- **What is being asked**: Reproduce the following listing line for line, without any changes.

------ Provided records

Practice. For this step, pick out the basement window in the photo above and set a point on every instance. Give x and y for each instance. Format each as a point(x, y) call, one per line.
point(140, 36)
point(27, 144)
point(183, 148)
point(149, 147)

------------

- **Written solution**:
Practice. For this step, pick out the basement window in the photo above and set a point on every instance. Give x and y for each instance. Format each as a point(x, y) call, one per line.
point(140, 36)
point(27, 144)
point(183, 148)
point(149, 147)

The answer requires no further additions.